Please output everything from the start of the records down through the line containing "M395 352L395 349L391", with every line kept identical.

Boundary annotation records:
◇ ◇ ◇
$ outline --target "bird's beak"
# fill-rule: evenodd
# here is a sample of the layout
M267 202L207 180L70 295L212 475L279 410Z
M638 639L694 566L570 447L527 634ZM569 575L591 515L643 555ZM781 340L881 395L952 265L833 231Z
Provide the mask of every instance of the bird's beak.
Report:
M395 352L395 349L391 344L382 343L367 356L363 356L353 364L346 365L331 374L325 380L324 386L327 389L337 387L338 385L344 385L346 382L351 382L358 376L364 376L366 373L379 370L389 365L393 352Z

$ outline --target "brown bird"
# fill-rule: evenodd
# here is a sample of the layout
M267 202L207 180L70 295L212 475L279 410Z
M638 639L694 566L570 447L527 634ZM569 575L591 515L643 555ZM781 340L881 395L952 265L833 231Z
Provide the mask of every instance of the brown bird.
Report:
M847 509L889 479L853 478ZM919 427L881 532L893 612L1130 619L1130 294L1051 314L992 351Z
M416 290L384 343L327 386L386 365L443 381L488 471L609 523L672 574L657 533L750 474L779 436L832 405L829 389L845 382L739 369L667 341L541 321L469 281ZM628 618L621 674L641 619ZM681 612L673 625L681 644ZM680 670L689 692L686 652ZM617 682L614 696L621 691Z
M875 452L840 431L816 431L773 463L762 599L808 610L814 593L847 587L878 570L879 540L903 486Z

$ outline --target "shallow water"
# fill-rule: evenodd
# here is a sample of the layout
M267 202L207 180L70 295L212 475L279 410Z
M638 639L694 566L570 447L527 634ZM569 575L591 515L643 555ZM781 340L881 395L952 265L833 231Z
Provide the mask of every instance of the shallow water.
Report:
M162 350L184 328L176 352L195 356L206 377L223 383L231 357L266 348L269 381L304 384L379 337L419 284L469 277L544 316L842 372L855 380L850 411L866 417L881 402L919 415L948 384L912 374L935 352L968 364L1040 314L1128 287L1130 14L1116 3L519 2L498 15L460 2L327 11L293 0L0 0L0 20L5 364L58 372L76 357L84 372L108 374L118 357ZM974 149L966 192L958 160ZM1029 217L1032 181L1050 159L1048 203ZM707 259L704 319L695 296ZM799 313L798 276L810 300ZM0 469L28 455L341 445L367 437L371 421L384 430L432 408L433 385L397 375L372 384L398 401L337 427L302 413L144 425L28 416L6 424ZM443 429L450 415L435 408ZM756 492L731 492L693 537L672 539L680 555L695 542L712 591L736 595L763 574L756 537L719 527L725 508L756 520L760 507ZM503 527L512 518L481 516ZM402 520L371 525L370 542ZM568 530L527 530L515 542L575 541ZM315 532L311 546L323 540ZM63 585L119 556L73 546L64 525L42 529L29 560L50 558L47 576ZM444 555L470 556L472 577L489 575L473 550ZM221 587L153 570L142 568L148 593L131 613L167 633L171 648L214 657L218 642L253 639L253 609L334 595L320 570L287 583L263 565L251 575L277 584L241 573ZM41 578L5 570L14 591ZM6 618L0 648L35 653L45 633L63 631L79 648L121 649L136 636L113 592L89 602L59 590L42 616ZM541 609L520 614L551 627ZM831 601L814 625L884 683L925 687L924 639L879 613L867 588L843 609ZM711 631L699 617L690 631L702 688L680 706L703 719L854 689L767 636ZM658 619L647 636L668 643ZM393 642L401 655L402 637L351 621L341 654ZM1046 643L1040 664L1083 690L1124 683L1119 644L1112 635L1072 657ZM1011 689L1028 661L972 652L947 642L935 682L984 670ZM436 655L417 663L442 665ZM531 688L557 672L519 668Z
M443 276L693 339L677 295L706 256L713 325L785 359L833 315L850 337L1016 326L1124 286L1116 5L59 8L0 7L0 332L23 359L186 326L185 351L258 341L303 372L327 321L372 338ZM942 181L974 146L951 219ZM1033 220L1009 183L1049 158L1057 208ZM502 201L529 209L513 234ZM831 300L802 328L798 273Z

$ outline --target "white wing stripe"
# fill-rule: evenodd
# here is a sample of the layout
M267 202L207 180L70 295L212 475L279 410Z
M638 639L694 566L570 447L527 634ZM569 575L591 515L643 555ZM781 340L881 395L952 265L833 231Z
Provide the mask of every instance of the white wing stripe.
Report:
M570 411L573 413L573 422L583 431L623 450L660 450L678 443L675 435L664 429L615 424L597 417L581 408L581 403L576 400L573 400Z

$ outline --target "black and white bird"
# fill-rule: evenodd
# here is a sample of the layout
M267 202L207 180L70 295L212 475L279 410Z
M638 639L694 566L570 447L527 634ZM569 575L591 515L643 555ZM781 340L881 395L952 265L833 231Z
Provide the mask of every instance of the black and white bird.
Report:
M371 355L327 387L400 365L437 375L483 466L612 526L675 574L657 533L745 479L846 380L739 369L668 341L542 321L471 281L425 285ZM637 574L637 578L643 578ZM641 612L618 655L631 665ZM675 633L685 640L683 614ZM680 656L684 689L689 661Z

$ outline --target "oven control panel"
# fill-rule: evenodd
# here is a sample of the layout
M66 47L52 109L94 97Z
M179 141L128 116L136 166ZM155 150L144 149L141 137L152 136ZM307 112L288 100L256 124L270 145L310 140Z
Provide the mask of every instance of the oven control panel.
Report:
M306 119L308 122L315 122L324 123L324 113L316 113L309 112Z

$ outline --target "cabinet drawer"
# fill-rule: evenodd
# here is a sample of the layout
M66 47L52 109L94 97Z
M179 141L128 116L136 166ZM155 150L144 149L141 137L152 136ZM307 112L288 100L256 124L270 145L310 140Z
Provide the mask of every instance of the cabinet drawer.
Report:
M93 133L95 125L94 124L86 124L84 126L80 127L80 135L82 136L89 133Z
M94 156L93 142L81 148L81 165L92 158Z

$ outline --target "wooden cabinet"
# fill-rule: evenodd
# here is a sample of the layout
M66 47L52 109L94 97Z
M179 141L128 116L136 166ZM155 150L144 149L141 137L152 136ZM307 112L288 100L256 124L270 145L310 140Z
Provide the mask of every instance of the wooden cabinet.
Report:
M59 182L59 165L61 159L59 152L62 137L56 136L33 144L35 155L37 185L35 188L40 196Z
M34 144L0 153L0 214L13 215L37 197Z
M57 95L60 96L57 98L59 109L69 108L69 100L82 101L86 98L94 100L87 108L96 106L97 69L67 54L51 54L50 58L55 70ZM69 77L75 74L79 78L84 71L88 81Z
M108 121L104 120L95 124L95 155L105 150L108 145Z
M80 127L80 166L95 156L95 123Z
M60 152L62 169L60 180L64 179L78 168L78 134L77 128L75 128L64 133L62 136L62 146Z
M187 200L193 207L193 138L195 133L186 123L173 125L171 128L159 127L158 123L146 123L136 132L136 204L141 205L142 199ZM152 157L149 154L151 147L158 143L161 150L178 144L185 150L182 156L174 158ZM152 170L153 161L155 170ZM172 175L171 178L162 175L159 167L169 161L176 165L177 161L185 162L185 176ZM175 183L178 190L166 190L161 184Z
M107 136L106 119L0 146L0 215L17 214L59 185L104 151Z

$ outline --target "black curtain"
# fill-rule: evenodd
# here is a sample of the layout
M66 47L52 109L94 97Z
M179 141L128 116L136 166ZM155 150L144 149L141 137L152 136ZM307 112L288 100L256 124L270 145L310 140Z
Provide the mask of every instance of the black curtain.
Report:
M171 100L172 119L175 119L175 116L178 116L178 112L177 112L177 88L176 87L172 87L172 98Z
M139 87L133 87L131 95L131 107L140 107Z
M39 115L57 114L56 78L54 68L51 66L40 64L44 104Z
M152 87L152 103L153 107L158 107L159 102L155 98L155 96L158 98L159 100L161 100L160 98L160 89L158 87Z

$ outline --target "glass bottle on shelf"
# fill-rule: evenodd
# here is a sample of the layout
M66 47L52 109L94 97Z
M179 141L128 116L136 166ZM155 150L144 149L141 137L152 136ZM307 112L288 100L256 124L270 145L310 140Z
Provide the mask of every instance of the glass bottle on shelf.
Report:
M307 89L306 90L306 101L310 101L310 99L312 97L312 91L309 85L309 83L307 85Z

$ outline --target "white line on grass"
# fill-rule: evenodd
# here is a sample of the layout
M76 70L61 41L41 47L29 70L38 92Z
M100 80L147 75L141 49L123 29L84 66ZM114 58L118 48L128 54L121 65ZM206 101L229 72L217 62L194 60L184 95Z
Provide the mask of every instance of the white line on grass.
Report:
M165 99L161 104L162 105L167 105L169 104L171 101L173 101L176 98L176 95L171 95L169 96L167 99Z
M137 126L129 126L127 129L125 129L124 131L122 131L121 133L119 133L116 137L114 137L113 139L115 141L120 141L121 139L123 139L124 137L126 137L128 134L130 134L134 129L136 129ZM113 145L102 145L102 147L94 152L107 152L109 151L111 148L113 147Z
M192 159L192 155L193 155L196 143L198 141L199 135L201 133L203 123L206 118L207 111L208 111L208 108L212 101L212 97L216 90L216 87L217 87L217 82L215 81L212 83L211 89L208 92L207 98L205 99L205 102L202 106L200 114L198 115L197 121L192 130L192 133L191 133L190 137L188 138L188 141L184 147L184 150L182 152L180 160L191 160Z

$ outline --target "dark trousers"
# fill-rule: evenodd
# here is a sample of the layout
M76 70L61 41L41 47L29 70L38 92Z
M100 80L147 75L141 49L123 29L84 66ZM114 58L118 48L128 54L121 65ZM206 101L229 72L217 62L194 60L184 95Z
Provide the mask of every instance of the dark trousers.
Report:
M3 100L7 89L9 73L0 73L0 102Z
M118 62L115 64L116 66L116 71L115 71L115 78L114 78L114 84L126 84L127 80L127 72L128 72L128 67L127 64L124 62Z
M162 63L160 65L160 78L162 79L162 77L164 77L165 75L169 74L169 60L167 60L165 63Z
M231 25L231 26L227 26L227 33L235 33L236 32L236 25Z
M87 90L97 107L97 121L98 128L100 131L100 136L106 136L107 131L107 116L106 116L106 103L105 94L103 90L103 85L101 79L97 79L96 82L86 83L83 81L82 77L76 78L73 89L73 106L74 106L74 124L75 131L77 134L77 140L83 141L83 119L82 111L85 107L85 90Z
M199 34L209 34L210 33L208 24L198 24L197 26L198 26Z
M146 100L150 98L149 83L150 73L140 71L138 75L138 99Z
◇ ◇ ◇
## Task result
$ outline --target "bird's beak"
# fill-rule: evenodd
# here is a sample of the layout
M267 202L207 180L70 295L212 475L279 410Z
M638 639L694 566L570 447L527 634ZM569 575L591 515L643 555ZM781 340L881 395L952 265L833 231Z
Provide the mask of every instance of the bird's beak.
Report:
M395 352L395 349L391 344L382 343L367 356L363 356L353 364L346 365L331 374L325 380L324 386L327 389L337 387L338 385L344 385L346 382L351 382L358 376L364 376L366 373L379 370L389 365L393 352Z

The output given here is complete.